__TASK BRIEF__.
Starting at the line that contains "Guideline — for every instance of the green foliage", repeat each line exactly until the records end, keeping both the first and the last.

START DATA SHOWN

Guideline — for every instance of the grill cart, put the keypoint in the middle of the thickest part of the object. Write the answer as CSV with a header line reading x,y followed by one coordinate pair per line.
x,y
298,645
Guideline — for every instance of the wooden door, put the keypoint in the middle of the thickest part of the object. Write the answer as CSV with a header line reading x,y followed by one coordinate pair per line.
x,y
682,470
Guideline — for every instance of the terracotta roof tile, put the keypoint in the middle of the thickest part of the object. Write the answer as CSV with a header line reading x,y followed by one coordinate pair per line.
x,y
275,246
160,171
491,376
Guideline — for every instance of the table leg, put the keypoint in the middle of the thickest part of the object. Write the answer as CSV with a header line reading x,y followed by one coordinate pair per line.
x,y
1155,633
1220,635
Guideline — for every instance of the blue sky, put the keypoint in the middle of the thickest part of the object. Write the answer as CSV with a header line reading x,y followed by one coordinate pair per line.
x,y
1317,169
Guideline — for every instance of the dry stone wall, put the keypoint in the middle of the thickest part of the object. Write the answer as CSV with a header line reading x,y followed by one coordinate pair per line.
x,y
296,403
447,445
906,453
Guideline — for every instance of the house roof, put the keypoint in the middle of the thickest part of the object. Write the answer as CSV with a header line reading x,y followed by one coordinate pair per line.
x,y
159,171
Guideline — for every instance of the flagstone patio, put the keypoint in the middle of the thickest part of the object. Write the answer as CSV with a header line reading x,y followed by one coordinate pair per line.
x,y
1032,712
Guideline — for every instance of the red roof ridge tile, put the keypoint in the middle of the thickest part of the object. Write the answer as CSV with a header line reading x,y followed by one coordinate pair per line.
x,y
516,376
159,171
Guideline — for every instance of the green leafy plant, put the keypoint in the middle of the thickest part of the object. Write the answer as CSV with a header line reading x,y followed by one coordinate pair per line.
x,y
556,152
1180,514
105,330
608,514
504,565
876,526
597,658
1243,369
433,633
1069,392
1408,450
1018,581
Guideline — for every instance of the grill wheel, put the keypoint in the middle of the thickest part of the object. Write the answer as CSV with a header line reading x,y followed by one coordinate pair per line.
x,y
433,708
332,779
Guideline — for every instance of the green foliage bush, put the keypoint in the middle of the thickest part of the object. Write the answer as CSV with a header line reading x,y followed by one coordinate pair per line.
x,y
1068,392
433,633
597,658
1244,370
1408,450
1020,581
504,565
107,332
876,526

END DATA SHOWN

__EXERCISE ANSWER__.
Guideline — for every instance of the green foliage bush, put the keypoint in the middle of the thickest part of the object. Write the answer as CSV with a header line reading x,y followed by one coordinate pair per line.
x,y
1068,392
433,633
597,658
1244,370
1408,450
1020,581
504,565
107,332
876,526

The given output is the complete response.